**PASSAGE FOR REVIEW**
━━━━━━━━━━
The implementation may optimize around the latest compaction item, but the
stored provider window must support multiple `type: "compaction"` items.

## 7. Recommended Implementation Path

### 7.1 Phase 1: Continuation Diagnostics

Before adding remote compaction, fix observability for OpenAI continuation
misses.

For `conversation_not_strict_append_only`, record:

- previous expected prefix length
- current provider input length
- first mismatch index
- item type and stable id on both sides
- redacted previews or hashes
- request shape hash

This should explain whether continuation is failing because of provider item
reconstruction, local prompt projection, tool output grouping, or request-shape
changes.

### 7.2 Phase 2: Provider-Shaped Continuation Window

The OpenAI transport should stop relying on semantic transcript reconstruction
as the only basis for provider continuation.

Keep an OpenAI-shaped provider window:

- last response id
- request shape hash
- sent input items
- returned output items
- pending incremental input items
- compaction items

Use `previous_response_id` only when the OpenAI-shaped window is still valid.
If the semantic runtime rebuilds the provider window, reset continuation
explicitly.

### 7.3 Phase 3: Standalone Remote Compaction

Implement standalone `/responses/compact` first because it gives Holon an
explicit compaction boundary.
━━━━━━━━━━
**RECORD EXCERPTS**
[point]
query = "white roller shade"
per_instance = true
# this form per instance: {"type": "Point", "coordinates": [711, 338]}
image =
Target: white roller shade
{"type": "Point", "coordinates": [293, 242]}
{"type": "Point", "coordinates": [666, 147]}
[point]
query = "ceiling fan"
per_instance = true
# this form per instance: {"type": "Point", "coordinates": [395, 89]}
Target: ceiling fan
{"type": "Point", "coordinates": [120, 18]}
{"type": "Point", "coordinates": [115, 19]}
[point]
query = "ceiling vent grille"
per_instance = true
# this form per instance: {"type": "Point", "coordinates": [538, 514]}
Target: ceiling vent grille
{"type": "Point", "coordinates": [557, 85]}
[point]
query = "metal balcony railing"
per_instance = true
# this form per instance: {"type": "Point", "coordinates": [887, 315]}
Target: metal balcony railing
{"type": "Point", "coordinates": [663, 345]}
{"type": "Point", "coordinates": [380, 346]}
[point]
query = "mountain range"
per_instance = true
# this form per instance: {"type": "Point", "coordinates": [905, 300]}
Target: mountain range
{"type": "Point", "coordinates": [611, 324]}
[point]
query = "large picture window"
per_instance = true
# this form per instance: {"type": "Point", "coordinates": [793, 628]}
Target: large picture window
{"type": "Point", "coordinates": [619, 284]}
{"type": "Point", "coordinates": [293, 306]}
━━━━━━━━━━
**EXERCISE TASKS**
(A) State whether each statement below agrees with the design text on continuation and compaction, answering yes or no and quoting the deciding words of the text. (i) Continuation diagnostics are to be addressed before remote compaction is added. (ii) `previous_response_id` should still be used after the semantic runtime rebuilds the provider window. (iii) Standalone `/responses/compact` is to be implemented first.
(B) Translate this sentence from the design text on continuation and compaction into French: "Use `previous_response_id` only when the OpenAI-shaped window is still valid."

**WRITTEN ANSWERS**
(A)
(i) Yes: "Before adding remote compaction, fix observability for OpenAI continuation misses."
(ii) No: "If the semantic runtime rebuilds the provider window, reset continuation explicitly."
(iii) Yes: "Implement standalone `/responses/compact` first because it gives Holon an explicit compaction boundary."

(B) Utilisez `previous_response_id` uniquement lorsque la fenêtre au format OpenAI est encore valide.